------ Entries ------

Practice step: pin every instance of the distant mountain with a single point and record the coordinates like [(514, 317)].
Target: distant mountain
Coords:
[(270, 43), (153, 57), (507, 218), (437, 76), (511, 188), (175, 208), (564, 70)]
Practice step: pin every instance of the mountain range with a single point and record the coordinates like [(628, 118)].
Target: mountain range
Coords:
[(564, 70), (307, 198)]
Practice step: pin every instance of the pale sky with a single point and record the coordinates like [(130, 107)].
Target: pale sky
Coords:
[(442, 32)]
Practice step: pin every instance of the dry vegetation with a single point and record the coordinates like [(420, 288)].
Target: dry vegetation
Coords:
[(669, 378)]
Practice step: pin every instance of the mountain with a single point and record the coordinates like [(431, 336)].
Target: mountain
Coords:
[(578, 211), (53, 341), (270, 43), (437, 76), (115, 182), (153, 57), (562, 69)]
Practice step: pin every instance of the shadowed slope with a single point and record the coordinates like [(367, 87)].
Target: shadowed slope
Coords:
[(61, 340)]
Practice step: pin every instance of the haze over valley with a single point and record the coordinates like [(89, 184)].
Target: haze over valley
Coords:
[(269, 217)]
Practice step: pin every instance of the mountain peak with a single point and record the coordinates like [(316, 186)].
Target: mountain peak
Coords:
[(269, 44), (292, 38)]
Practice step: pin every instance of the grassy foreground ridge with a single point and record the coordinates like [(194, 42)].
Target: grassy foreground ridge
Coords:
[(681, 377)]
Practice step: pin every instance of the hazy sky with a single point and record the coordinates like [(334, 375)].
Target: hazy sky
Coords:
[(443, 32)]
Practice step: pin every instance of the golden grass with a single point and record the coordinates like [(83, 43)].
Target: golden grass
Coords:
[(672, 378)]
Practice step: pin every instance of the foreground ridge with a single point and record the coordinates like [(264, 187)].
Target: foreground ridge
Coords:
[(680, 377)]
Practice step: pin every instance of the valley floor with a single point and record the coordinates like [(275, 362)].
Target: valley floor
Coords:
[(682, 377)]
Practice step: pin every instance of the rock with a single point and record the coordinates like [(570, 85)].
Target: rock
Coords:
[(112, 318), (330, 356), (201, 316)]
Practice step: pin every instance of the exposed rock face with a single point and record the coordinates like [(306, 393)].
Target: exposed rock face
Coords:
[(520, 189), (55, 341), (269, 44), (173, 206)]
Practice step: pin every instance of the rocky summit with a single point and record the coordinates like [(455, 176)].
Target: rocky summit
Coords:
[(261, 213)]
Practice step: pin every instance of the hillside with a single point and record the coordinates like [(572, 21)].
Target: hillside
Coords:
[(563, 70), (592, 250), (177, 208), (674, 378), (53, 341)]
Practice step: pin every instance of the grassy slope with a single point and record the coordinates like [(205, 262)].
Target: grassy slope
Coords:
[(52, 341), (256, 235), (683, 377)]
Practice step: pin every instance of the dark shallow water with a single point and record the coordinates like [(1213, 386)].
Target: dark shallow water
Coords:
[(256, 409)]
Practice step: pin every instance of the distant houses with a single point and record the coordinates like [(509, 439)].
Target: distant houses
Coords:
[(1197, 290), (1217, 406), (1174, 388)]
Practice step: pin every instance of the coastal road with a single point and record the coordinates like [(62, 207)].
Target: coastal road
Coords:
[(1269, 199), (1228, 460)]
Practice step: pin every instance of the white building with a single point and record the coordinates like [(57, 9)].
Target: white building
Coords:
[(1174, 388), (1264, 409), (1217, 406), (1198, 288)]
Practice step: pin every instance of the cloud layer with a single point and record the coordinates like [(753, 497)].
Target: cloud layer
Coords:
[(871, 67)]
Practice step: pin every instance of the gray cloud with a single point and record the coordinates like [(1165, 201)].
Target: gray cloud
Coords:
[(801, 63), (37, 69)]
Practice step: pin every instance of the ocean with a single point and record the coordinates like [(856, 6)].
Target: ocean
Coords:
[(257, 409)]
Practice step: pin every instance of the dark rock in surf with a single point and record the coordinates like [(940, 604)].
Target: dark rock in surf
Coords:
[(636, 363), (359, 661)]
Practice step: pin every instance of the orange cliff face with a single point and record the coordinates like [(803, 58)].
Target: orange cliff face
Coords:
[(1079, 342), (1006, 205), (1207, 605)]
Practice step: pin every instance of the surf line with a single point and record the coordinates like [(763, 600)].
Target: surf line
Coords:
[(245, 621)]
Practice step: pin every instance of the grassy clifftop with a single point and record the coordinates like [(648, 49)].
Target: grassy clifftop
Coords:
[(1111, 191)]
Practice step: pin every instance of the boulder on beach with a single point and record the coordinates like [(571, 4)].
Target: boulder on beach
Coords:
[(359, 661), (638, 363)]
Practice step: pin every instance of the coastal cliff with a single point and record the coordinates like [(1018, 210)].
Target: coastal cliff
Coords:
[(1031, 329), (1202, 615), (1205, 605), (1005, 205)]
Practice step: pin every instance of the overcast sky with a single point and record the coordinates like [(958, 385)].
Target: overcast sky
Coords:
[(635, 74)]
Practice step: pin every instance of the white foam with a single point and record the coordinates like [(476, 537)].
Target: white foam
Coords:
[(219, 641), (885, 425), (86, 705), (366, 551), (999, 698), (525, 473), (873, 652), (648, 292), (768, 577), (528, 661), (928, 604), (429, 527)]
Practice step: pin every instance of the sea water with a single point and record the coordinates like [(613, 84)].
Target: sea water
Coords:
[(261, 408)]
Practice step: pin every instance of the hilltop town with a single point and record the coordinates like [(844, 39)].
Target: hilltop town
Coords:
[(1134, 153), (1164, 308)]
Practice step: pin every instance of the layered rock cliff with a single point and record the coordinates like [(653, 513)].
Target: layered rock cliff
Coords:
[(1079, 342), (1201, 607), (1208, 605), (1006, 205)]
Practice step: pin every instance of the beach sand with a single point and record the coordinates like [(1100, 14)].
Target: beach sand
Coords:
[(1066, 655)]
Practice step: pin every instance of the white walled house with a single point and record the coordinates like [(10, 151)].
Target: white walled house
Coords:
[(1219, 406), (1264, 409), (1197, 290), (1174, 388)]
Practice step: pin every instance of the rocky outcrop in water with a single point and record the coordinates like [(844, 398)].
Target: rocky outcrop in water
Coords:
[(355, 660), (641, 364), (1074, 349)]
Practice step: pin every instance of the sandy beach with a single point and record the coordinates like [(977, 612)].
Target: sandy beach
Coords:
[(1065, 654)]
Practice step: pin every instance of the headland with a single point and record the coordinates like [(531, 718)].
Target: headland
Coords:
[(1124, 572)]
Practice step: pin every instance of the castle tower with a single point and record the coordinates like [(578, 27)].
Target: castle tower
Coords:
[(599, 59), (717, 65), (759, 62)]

------
------ Entries ------

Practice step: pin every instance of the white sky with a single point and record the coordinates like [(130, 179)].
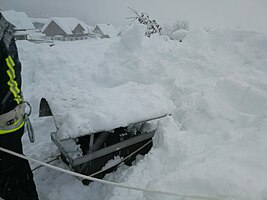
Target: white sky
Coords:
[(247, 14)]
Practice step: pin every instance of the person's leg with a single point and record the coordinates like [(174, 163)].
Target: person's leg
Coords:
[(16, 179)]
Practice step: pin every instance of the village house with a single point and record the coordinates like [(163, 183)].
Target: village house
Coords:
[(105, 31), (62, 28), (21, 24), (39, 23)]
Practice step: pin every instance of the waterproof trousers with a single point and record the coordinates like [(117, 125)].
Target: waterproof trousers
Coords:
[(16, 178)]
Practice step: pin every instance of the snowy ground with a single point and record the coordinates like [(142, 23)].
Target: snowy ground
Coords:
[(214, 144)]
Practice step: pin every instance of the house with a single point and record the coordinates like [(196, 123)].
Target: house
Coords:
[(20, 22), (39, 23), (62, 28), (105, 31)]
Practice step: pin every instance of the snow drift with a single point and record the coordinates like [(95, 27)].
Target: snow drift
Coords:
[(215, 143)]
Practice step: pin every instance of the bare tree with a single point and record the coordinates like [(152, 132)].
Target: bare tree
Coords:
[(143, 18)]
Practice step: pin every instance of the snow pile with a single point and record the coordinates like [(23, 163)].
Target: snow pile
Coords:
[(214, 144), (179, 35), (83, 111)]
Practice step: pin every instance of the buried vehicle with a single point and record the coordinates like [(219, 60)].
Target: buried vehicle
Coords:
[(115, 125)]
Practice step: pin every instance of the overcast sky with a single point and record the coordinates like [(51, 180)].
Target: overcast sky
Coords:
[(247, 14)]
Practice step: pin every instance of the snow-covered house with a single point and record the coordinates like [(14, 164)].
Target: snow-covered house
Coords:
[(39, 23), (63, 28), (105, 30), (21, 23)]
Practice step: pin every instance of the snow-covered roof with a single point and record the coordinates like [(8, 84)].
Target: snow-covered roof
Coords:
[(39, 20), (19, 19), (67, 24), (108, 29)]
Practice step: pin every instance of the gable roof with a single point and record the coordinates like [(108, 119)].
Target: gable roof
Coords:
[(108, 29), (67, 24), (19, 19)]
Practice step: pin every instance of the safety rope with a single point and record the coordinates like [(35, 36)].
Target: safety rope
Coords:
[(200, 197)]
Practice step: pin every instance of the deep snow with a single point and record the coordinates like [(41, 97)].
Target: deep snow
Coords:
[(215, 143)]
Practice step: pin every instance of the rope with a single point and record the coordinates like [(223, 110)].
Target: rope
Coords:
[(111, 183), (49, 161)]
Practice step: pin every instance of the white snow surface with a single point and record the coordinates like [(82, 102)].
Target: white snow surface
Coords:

------

Rewrite the lines from the one containing "Practice step: pin every instance of the house" through the one containing "[(200, 197)]", substituting "snowbound" for "snow-covered" and leaving everything else as it is.

Practice step: pin every instance of the house with a single point and record the coordinates like [(196, 123)].
Target: house
Coords:
[(20, 22), (39, 23), (62, 28), (105, 31)]
Practice step: pin every instance of the snow drift with a single point and record the coordinates like [(95, 27)].
Target: snow drift
Coords:
[(215, 143)]
Practice step: pin every instance of the bare tree with a single point and record the coordinates like [(152, 132)].
Target: bare tree
Coords:
[(143, 18)]
Practice step: pin every instance of the snow pile with a single point and record the coordinates like [(23, 163)].
Target: snow pile
Coords:
[(214, 144), (179, 35), (83, 111)]
Practice step: pin every instance of the buried vehicle with a single point and record the coordinates like [(219, 60)].
Target: buried vehicle
Coords:
[(115, 125)]
Practice step: pin every instance of the overcast sky with a single point and record the coordinates like [(51, 180)].
Target: overcast sky
Coords:
[(247, 14)]
Practice step: pin every instance of the snowbound house with a single point and record the coordinates like [(14, 164)].
Target: snowbound house
Coords:
[(39, 23), (63, 28), (105, 30), (21, 23)]
Practice step: pin every instance of the snowbound roof with a single point and record the coordinates like [(8, 84)].
Target: snowbound roof
Coords:
[(39, 20), (19, 19), (67, 24), (108, 29)]
Practice step: pin every instance of the gable roof with a single point and record the coordinates like [(108, 119)].
Target: gable roof
Coords:
[(108, 29), (67, 24), (19, 19)]
Practice step: pin every instance of the safety rope with a single point and record the coordinates like [(35, 36)].
Target: safety rope
Coords:
[(200, 197)]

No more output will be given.